# Required task:
Pull out the lines below exactly as they appear. Start at the first line and end after the line containing "M94 103L95 102L96".

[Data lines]
** Begin **
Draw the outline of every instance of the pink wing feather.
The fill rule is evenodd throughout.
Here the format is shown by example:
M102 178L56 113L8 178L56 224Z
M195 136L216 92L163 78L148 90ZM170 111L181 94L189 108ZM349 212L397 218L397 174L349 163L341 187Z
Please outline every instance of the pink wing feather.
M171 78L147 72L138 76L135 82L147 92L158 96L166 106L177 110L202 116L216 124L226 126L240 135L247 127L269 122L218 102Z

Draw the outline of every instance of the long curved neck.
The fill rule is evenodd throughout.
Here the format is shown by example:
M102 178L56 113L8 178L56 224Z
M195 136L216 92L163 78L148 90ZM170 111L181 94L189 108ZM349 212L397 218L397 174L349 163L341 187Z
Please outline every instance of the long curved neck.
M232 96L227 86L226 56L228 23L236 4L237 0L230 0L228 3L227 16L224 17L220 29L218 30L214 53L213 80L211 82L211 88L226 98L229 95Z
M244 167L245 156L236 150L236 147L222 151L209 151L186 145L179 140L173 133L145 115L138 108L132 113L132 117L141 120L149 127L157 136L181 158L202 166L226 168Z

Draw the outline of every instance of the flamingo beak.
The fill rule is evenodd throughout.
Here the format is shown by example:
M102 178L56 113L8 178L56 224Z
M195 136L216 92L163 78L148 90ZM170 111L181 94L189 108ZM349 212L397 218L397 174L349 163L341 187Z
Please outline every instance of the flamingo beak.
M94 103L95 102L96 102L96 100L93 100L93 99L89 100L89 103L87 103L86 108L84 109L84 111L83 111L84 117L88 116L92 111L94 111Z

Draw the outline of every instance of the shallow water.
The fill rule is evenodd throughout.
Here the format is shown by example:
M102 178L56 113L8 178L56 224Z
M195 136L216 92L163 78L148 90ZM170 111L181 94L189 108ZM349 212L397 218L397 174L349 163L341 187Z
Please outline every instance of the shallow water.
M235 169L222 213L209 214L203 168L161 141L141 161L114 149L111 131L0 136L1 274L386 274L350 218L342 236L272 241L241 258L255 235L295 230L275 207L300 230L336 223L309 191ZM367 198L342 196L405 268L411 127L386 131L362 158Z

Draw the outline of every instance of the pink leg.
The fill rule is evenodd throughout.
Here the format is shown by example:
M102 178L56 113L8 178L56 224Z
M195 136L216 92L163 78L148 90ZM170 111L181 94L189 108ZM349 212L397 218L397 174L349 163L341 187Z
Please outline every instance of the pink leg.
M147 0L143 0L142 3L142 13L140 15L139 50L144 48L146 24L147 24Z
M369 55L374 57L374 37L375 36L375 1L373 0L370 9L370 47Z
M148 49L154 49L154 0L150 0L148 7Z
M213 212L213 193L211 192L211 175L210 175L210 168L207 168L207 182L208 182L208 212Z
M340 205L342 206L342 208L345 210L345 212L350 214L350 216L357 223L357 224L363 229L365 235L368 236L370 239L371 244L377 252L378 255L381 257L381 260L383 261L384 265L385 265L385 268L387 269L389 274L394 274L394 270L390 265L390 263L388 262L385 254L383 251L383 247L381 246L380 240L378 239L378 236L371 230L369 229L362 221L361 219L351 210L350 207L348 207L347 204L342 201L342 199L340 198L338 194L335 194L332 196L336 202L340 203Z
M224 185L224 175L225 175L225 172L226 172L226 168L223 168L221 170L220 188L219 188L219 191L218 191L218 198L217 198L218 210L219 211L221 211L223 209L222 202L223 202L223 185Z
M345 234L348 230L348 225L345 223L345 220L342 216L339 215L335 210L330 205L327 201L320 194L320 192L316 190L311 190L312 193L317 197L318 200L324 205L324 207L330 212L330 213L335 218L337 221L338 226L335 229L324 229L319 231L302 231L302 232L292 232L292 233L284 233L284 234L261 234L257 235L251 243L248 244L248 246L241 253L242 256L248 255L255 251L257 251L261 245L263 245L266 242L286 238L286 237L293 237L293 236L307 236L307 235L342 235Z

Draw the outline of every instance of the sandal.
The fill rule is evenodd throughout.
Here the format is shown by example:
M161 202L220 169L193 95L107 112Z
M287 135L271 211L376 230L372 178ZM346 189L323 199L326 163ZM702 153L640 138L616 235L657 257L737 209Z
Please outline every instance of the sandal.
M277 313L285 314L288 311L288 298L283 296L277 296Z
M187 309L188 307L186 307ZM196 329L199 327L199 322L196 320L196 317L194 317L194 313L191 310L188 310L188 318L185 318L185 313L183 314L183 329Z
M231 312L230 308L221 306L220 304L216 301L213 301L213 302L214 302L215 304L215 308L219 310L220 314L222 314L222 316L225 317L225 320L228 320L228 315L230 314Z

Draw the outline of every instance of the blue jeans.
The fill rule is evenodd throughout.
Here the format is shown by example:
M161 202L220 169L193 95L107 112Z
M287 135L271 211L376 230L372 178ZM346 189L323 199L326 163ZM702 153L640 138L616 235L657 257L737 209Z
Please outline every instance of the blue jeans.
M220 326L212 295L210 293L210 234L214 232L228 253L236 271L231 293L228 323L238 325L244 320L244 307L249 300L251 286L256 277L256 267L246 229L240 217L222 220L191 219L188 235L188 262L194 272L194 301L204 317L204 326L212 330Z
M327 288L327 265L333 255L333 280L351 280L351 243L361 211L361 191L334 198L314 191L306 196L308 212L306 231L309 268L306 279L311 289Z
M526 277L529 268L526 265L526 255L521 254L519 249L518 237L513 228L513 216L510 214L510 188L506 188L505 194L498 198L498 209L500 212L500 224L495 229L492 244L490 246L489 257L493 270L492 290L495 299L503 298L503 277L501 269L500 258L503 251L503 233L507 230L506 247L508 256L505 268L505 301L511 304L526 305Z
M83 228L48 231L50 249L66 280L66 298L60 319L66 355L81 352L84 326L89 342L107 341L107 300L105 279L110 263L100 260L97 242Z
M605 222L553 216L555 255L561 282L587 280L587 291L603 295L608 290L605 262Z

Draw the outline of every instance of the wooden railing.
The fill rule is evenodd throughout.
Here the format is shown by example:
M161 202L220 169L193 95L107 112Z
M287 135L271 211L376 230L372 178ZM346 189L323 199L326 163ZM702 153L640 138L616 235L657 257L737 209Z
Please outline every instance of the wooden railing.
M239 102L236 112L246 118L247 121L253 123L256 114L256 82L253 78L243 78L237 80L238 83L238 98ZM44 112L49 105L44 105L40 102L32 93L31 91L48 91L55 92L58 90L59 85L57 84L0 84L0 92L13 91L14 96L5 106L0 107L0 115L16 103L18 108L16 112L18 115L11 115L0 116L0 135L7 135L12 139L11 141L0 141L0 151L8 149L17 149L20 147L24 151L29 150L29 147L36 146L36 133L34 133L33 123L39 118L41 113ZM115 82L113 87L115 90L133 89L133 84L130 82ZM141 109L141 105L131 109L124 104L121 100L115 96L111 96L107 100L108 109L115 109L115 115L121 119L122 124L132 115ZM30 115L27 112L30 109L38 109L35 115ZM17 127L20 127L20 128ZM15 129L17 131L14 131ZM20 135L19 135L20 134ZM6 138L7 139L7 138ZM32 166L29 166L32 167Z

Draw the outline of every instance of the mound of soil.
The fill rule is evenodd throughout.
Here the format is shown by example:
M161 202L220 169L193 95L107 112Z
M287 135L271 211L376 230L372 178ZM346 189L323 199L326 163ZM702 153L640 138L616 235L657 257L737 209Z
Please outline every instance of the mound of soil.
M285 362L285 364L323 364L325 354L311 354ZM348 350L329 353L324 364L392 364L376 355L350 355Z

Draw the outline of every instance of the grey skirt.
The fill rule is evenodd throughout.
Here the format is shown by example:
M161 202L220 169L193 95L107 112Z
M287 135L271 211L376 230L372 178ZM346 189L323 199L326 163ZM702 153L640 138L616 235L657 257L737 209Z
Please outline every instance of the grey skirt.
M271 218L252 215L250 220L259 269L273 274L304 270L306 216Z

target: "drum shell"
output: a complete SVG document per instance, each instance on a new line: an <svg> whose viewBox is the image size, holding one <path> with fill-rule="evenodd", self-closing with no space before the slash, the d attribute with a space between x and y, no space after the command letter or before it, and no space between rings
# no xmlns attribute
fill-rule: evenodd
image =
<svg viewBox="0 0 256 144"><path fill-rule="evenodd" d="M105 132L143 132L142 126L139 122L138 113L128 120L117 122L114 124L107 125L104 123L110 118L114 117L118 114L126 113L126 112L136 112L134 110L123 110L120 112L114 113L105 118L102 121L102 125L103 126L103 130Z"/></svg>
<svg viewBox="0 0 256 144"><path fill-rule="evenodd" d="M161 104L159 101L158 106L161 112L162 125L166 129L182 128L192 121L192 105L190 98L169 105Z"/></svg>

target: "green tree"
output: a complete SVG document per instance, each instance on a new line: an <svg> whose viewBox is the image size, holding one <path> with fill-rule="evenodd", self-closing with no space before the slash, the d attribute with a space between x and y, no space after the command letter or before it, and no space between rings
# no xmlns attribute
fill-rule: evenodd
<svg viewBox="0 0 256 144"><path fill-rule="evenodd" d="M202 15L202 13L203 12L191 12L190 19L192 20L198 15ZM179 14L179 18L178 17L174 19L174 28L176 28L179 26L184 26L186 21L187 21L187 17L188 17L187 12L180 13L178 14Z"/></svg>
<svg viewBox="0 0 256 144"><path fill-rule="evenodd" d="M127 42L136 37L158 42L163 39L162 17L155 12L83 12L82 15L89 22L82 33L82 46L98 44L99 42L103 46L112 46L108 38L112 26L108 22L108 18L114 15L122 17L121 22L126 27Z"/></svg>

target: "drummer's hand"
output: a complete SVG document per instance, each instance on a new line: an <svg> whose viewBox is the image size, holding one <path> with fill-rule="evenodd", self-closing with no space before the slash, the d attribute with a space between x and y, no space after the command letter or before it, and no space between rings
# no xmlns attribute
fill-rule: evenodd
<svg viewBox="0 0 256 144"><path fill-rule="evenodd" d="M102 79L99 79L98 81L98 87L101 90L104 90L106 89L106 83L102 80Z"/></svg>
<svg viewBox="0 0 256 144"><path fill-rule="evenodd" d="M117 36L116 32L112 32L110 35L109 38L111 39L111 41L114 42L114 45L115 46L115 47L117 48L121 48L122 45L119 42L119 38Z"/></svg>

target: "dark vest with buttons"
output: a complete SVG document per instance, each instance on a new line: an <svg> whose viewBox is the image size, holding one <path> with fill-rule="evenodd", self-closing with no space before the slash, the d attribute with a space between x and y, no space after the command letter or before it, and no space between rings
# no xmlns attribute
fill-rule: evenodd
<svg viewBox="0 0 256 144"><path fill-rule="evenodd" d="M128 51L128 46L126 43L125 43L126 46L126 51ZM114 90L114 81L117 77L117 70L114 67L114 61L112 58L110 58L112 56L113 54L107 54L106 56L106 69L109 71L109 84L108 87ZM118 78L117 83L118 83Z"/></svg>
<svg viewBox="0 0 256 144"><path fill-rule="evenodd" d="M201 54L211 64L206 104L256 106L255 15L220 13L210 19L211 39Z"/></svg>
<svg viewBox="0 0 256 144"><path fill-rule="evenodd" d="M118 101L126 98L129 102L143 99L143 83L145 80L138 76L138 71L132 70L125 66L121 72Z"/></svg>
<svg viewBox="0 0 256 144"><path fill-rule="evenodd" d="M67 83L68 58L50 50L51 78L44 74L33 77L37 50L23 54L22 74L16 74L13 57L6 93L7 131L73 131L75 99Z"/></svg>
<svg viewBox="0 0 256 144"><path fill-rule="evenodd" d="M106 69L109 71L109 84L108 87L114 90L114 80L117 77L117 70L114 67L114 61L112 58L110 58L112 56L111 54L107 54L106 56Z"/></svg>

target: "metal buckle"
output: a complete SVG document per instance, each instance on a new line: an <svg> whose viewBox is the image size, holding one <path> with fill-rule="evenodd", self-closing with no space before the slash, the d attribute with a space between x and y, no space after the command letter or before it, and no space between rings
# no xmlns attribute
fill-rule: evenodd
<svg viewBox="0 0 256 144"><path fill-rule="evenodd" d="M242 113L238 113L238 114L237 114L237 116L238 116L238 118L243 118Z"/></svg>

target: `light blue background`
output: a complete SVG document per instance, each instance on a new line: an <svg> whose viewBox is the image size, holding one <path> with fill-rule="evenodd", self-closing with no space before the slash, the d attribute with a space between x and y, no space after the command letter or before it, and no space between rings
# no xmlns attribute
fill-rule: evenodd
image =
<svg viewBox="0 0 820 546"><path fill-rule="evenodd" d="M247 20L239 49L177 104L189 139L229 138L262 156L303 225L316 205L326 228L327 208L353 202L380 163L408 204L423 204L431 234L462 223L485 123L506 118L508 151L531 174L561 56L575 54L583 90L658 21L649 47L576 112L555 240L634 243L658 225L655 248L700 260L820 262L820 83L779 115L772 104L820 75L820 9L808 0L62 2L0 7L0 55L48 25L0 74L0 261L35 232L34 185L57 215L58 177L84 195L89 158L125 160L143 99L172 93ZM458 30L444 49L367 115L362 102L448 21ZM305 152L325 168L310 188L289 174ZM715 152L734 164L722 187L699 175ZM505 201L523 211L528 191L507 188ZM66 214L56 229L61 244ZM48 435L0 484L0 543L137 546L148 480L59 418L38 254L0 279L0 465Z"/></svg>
** End **
# Solution below:
Draw the outline of every instance of the pink wing feather.
The fill rule is evenodd throughout.
Here the format is shown by example:
M102 178L56 113L8 178L56 224Z
M195 136L216 92L163 78L148 90ZM170 111L181 94L189 108ZM349 212L397 218L397 174L349 163L341 187Z
Please outline every instance of the pink wing feather.
M171 78L147 72L138 76L135 82L147 92L158 96L166 106L177 110L202 116L216 124L226 126L240 135L247 127L269 122L218 102Z

Draw the outline of every instance of the long curved neck.
The fill rule is evenodd throughout.
Here the format is shown by example:
M102 178L56 113L8 178L56 224Z
M195 136L216 92L163 78L148 90ZM170 111L181 94L189 108ZM349 212L397 218L397 174L349 163L341 187Z
Please outline every instance of the long curved neck.
M232 96L227 86L226 56L228 23L236 4L237 0L230 0L228 3L227 16L224 17L220 29L218 30L214 53L213 80L211 82L211 88L226 98L229 95Z
M244 167L245 156L236 150L236 147L222 151L209 151L186 145L179 140L173 133L145 115L138 108L132 113L132 117L141 120L149 127L157 136L181 158L202 166L226 168Z

Draw the outline of every instance of the flamingo beak.
The fill rule is evenodd throughout.
Here the format is shown by example:
M102 178L56 113L8 178L56 224Z
M195 136L216 92L163 78L148 90ZM170 111L181 94L189 108ZM349 212L397 218L397 174L349 163L341 187Z
Please outline every instance of the flamingo beak.
M94 103L95 102L96 102L96 100L93 100L93 99L89 100L89 103L87 103L86 108L84 109L84 111L83 111L84 117L88 116L92 111L94 111Z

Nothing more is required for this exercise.